*EXTRAIT CHOISI*
====================

ENTRETIEN. Demi Vollering : "Je veux inspirer les petites filles à monter sur un vélo", rêve la vainqueure du dernier Tour de France femmes, favorite à sa propre succession

La Néerlandaise de 27 ans se présente sur la ligne de départ, à Rotterdam lundi, dans le rôle de l'épouvantail et avec une notoriété nouvelle.
Article rédigé par Andréa La Perna
France Télévisions - Rédaction Sport
Publié
Temps de lecture : 7 min
Demi Vollering lors de la dernière étape du Tour de France femmes, à Pau, le 30 juillet 2023. (JEFF PACHOUD / AFP)

"Je me sens bien". En pleine préparation en altitude en vue d'un été chargé (JO et Tour de France femmes), Demi Vollering s'est confiée, mi-juillet, sur ses objectifs, son nouveau statut et ce qui fait d'elle la meilleure coureuse au monde. La vainqueure sortante a fait le choix de la fraîcheur, faisant l'impasse sur le Giro et préférant reconnaître la montée de l'Alpe d'Huez, qu'elle a appris à apprécier après deux premières sessions douloureuses.

====================

*DONNÉES FOURNIES*
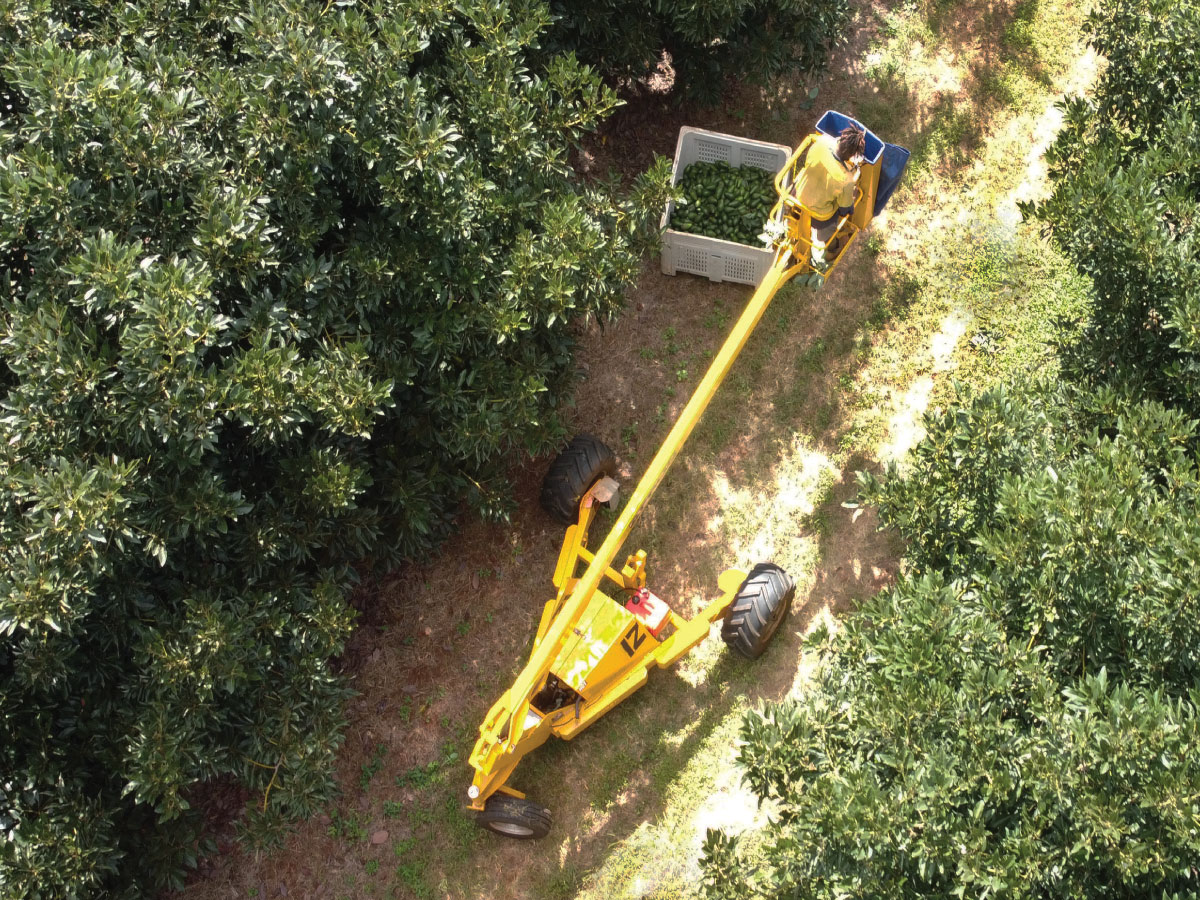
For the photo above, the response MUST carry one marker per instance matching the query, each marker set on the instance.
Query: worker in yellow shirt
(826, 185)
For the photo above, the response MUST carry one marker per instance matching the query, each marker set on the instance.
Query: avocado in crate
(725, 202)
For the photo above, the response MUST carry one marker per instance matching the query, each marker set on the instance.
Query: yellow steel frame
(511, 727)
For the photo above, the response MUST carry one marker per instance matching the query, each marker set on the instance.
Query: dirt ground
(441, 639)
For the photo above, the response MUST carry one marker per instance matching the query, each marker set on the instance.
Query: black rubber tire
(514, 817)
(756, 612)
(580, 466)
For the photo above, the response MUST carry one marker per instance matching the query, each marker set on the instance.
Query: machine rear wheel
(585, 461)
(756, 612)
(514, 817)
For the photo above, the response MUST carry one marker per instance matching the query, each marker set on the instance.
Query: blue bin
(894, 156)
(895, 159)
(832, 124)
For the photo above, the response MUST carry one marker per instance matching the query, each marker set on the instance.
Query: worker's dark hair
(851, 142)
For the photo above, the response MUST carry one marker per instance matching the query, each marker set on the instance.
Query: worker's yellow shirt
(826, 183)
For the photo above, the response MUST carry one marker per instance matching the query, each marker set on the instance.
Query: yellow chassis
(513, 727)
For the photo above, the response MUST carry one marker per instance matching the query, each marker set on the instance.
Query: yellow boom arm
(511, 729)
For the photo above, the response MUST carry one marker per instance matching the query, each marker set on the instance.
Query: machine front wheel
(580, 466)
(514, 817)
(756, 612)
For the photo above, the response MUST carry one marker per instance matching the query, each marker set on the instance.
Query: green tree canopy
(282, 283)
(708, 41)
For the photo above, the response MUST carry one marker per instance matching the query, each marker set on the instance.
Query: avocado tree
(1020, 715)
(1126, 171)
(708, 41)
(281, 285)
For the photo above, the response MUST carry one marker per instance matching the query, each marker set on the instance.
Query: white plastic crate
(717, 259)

====================

*CONSIGNE*
Reprenez l'article consacré à Demi Vollering après sa dernière phrase et prolongez-en la rédaction.

*RÉPONSE ATTENDUE*
"Le Tour de France femmes, c'est vraiment un gros objectif pour moi", expliquait-elle alors que les Jeux olympiques étaient sa prochaine échéance. Si elle est repartie sans médaille de Paris 2024 (34e sur la course-en-ligne et 5e du contre-la-montre), la Néerlandaise aux 29 victoires depuis 2023 reste l'immense favorite à sa propre succession.

Franceinfo: sport : Cette édition 2024 est-elle encore plus excitante pour vous, que les deux précédentes, avec ce Grand Départ depuis les Pays-Bas ?

Demi Vollering : Pour moi, c'est très spécial. Je pense que ça l'est pour toutes les coureuses néerlandaises. Chaque année, le Tour de France femmes grandit à grands pas. Cette année, ce sera encore plus fort. Je suis pressée d'y être, d'autant que toute ma famille ne vit pas loin. Une partie habite même à Rotterdam, les autres dans des villages environnants. 

Pouvez-vous expliquer à quel point le cyclisme est important aux Pays-Bas ? Il paraît que vous rouliez plusieurs kilomètres chaque jour pour aller à l'école quand vous étiez petite...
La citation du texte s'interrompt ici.